- [Action item]:
Copy the lines below that contain "Task".

- [Supplied data]:

Content starts

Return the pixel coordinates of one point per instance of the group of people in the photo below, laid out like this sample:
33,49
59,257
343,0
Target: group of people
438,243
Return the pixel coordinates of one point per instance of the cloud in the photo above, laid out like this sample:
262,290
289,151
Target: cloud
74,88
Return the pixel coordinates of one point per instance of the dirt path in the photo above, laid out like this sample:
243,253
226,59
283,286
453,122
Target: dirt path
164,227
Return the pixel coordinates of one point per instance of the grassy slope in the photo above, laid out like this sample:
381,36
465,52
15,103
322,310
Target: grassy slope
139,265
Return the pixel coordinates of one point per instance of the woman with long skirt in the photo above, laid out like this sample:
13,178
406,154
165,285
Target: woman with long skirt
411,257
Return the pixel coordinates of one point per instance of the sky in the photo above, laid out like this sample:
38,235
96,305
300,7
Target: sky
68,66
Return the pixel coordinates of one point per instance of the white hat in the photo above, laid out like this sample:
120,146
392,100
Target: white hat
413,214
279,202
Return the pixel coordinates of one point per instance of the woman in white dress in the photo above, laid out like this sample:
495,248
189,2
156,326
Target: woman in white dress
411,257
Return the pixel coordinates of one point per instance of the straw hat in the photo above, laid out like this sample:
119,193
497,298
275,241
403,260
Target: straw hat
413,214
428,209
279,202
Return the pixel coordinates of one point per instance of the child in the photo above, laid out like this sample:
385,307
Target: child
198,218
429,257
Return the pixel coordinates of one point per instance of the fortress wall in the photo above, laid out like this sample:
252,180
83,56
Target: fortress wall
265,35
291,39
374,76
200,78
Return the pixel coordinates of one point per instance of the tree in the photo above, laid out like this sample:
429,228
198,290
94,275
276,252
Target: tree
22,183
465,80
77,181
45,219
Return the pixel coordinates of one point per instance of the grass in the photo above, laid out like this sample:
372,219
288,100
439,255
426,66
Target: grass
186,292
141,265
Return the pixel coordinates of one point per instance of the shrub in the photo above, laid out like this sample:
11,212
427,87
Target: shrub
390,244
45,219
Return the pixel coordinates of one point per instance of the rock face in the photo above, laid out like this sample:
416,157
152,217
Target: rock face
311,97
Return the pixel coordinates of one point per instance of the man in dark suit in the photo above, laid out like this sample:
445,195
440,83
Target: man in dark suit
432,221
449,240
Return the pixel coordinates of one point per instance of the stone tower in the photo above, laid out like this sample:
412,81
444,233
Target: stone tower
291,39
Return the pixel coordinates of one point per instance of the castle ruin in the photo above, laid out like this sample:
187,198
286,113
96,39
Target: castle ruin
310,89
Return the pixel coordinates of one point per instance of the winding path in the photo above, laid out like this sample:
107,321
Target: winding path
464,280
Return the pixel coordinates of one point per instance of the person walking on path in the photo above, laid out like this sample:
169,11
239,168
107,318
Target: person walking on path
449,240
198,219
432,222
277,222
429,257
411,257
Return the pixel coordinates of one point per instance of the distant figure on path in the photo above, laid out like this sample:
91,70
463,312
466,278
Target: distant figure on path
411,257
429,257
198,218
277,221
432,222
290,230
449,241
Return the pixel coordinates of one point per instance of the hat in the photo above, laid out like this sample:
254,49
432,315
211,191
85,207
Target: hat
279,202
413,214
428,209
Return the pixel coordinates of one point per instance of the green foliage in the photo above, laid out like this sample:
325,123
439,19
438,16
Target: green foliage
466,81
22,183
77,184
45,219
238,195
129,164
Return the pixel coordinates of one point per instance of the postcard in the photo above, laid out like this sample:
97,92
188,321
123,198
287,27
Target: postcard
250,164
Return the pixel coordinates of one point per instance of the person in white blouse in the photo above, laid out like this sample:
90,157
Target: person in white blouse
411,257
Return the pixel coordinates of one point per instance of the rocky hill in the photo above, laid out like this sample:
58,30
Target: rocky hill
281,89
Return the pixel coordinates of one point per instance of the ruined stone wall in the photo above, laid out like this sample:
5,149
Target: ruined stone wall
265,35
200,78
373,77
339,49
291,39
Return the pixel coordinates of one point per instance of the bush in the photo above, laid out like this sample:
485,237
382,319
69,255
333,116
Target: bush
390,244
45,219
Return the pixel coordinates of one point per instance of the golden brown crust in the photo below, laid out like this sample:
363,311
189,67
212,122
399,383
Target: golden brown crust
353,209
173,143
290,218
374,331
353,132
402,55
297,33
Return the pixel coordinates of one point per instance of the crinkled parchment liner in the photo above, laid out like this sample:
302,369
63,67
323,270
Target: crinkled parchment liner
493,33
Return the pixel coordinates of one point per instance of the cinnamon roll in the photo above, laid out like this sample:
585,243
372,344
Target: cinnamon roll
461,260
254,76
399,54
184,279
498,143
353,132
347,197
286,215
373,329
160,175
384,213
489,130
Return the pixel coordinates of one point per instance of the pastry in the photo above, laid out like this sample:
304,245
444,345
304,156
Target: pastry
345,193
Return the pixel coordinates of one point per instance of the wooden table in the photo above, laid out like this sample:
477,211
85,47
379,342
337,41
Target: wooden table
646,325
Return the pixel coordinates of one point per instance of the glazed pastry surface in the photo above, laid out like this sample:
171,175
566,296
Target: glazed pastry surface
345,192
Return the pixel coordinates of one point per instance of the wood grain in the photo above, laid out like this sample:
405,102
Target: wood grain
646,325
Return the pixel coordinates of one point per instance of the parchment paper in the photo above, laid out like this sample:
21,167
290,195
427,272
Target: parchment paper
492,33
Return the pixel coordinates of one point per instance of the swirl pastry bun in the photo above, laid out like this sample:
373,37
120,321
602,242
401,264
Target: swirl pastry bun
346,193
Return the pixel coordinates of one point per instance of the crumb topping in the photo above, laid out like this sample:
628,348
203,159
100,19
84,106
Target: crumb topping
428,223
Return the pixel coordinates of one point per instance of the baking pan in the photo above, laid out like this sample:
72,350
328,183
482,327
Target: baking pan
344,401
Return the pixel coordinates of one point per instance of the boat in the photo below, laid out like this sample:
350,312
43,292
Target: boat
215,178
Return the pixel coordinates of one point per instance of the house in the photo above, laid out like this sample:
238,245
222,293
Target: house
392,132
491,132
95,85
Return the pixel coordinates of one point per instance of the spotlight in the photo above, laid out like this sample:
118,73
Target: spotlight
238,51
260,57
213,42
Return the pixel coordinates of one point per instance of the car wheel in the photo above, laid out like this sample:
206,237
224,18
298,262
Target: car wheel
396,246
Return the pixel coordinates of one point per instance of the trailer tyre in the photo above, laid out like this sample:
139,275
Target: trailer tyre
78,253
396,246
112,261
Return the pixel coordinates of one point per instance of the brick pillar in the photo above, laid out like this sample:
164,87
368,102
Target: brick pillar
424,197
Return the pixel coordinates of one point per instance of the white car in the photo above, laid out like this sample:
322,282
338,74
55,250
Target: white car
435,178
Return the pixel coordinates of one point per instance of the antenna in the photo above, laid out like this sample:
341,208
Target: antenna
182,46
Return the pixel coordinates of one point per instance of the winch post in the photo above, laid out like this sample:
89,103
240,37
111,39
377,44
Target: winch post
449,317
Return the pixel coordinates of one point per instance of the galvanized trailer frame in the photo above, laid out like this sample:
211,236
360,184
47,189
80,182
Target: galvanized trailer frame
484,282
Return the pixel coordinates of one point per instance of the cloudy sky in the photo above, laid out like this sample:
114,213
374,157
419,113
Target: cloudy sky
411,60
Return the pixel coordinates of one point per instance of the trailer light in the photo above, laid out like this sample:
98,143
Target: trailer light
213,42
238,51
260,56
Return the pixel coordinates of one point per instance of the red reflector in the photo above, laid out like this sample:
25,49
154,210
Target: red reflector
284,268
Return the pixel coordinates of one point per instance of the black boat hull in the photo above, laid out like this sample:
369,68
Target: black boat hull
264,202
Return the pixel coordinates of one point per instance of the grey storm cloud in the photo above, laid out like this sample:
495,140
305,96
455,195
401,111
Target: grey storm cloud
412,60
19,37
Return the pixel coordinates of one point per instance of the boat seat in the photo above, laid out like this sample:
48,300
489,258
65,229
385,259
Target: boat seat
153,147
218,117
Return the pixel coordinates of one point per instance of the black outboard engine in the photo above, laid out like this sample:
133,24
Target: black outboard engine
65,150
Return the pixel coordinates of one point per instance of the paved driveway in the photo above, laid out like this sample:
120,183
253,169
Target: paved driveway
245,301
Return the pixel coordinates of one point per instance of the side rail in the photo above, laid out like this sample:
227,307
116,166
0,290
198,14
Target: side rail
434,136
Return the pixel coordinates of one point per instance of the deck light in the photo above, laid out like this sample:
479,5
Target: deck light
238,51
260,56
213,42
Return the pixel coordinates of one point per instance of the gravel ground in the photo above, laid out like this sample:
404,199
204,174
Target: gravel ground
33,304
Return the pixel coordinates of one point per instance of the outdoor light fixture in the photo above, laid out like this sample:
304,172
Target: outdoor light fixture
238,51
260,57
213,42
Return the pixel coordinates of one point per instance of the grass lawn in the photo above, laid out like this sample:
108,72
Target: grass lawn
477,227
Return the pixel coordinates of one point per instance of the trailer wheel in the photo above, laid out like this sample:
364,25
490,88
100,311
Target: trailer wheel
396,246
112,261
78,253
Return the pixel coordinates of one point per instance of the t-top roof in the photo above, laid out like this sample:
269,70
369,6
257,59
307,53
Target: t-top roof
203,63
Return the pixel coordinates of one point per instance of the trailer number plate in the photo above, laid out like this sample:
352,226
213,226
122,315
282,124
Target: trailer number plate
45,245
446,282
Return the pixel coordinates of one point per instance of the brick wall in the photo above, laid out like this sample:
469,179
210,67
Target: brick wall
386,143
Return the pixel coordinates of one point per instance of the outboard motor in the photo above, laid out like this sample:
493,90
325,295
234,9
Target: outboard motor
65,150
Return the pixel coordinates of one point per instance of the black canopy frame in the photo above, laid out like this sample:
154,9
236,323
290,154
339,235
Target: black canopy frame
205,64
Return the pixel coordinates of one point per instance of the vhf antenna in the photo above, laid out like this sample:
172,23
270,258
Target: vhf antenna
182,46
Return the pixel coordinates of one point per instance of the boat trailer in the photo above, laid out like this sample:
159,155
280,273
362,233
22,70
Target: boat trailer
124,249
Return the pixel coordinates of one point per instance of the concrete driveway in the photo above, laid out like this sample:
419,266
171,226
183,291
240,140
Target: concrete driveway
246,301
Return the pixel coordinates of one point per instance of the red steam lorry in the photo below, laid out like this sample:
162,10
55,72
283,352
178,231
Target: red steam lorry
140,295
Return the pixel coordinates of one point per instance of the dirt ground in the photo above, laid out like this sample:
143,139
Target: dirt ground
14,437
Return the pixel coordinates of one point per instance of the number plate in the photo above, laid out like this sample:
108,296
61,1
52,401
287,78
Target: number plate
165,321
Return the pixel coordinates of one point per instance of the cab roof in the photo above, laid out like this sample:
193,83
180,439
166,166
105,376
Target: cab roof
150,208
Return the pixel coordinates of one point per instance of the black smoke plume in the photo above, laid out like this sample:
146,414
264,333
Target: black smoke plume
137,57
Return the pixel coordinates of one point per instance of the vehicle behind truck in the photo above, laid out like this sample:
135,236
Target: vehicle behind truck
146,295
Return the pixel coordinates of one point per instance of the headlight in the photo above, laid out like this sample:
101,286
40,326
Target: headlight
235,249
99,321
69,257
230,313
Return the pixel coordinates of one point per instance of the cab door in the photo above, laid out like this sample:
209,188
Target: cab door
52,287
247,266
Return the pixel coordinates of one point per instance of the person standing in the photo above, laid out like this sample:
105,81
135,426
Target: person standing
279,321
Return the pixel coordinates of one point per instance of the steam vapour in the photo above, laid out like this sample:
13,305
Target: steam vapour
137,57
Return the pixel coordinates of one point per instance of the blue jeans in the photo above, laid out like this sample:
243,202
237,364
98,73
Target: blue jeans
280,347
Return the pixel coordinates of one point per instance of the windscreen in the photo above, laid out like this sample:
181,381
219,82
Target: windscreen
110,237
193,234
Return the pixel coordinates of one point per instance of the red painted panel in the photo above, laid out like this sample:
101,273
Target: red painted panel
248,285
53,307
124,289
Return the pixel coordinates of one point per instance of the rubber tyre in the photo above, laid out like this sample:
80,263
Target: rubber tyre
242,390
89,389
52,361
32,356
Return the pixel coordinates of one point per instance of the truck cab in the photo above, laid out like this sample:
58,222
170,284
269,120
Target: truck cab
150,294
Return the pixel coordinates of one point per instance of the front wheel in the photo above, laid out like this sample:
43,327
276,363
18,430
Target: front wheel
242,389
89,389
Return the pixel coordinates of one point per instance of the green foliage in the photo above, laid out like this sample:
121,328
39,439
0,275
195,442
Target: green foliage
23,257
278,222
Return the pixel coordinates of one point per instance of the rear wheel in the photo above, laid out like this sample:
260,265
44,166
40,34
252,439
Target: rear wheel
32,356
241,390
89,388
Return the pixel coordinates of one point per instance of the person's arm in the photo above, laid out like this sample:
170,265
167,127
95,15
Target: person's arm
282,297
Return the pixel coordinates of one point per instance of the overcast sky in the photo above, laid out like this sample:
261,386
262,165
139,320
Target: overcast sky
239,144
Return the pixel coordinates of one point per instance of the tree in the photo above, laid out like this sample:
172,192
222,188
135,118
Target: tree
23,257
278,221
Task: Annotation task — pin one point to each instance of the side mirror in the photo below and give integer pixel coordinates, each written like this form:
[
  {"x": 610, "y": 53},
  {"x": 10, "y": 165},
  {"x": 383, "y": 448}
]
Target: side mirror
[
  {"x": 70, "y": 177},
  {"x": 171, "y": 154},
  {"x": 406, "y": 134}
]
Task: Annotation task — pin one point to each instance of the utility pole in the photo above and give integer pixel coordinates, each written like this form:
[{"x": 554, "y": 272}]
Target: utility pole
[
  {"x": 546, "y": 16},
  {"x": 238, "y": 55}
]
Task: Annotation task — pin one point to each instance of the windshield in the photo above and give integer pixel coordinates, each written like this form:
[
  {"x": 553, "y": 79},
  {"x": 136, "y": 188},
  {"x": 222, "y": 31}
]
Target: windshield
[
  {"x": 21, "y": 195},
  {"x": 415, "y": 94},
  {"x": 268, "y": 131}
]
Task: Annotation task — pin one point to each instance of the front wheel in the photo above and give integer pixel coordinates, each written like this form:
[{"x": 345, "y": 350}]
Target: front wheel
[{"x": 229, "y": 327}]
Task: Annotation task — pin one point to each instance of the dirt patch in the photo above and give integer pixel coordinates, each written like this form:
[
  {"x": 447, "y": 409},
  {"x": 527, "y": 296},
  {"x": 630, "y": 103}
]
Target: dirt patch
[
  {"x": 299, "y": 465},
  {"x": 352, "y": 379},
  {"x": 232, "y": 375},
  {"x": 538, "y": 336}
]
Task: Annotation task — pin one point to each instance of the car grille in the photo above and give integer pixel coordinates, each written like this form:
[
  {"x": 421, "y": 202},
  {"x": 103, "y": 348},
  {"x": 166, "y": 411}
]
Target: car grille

Content ends

- [Response box]:
Task: Annotation task — pin one point to each instance of the side mirror in the photo below and give integer pixel coordinates, each written like this form:
Task: Annotation task — pin one point to each instance of the utility pole in the photo above and give integer pixel coordinates, each written like this form:
Task: Annotation task — pin one point to each instance of the windshield in the photo above and give integer pixel coordinates, each written like this form:
Task: Annotation task — pin one point to each instance of the front wheel in the photo above and give integer pixel coordinates, each written like this form:
Task: Annotation task — pin one point to each instance of the dirt patch in the photo above and give integer pixel coordinates, each written like this form:
Task: Annotation task — pin one point to each instance of the car grille in the photo above and give integer pixel coordinates, each written like this form:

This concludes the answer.